Input for this task
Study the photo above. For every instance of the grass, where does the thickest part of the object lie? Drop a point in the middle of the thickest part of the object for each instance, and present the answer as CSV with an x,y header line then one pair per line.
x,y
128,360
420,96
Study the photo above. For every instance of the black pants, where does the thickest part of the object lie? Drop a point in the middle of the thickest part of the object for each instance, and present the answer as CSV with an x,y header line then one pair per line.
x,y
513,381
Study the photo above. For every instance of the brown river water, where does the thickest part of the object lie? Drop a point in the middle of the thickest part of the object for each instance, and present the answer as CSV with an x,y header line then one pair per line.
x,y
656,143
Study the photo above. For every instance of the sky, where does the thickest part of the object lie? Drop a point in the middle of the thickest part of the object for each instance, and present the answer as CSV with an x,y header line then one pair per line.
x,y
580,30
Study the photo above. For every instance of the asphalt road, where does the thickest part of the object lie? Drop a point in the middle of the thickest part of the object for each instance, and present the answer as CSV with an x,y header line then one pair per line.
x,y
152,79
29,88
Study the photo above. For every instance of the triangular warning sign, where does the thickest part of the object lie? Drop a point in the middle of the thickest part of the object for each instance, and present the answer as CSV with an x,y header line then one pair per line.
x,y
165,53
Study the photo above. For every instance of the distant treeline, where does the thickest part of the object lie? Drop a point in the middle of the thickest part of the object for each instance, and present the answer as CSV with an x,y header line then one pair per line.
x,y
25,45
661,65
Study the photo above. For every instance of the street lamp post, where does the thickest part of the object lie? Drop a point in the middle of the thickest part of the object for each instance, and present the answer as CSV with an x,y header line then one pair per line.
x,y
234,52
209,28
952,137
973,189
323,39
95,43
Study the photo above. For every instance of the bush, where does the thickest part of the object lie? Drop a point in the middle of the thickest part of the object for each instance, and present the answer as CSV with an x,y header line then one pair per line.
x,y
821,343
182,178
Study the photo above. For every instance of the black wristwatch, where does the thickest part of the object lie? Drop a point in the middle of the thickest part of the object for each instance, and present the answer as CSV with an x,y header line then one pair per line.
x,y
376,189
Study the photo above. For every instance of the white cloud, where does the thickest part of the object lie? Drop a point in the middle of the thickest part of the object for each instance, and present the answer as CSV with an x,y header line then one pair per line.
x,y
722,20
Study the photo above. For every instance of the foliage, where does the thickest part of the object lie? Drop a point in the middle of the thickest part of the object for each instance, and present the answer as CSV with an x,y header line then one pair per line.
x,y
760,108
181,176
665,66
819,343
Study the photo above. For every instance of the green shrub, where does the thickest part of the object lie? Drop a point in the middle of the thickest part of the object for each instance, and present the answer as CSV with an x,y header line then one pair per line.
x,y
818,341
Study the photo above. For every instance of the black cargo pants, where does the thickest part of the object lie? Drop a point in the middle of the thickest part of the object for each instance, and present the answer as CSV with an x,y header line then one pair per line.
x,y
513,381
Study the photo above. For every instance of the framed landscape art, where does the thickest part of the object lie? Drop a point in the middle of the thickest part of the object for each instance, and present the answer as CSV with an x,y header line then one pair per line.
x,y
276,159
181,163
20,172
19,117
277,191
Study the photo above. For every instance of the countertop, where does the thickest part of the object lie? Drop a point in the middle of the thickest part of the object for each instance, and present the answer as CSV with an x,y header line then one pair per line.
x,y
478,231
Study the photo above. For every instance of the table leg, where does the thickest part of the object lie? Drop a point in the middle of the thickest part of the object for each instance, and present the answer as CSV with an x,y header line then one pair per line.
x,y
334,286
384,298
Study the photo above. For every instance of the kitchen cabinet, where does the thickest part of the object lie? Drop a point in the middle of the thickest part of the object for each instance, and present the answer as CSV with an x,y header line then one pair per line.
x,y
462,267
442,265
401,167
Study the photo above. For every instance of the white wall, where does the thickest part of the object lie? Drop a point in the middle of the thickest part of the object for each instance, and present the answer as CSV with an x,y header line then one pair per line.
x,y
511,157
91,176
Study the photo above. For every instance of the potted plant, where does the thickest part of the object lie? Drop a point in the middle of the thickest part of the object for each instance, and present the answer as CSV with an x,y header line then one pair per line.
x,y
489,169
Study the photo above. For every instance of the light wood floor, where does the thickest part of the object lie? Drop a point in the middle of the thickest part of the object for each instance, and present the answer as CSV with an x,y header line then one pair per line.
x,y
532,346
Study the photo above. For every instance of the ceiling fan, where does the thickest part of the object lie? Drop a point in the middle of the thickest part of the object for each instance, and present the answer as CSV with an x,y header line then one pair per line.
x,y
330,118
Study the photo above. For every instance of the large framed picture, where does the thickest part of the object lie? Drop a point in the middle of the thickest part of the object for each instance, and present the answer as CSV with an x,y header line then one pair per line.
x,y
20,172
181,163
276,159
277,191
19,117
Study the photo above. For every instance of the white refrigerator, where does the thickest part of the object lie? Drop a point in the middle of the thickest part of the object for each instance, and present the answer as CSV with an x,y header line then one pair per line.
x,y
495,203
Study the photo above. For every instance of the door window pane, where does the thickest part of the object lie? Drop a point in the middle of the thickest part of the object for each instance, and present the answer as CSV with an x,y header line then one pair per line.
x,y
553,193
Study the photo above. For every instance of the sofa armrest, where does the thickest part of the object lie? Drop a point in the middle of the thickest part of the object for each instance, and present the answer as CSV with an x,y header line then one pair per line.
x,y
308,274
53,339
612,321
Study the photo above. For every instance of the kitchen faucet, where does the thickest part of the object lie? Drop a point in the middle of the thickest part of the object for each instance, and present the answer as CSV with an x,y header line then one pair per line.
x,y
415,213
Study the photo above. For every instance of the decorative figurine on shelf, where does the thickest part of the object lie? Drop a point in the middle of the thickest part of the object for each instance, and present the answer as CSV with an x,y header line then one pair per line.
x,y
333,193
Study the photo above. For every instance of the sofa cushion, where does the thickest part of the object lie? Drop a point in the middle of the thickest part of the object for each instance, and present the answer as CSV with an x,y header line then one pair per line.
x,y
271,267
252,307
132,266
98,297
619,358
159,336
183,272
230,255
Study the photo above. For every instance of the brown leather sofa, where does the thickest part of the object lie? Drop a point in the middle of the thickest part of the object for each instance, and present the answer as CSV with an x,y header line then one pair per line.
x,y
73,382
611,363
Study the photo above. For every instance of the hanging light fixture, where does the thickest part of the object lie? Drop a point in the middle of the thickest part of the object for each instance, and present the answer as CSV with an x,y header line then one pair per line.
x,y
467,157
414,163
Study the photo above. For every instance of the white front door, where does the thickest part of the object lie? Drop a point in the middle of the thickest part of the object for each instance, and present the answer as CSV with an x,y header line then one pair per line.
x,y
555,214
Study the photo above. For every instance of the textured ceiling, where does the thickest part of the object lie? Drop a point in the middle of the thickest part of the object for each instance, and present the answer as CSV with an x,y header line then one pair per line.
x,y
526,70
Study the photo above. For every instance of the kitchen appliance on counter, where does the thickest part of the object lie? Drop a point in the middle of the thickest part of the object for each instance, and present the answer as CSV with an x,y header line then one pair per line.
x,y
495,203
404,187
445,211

Exercise task
The required output is the exact sequence of lines from the one containing "Study the photo above. For every instance of the textured" through the end of the listing, both endpoints included.

Problem solution
Study the photo above. For every instance of the textured ceiling, where does the thickest part of the object lie? Drop a point in the middle of the thickest part of the object for each instance, and present the answer as CSV with an x,y header line then one pair per line.
x,y
526,70
Study the photo above. For every instance of the kitchen appliance on counter, where does the thickest part of the object lie? Drop a point in the middle of the thickest part of the object for each instance, and present the answer as CSV with an x,y header line then one pair per line.
x,y
495,203
404,187
445,211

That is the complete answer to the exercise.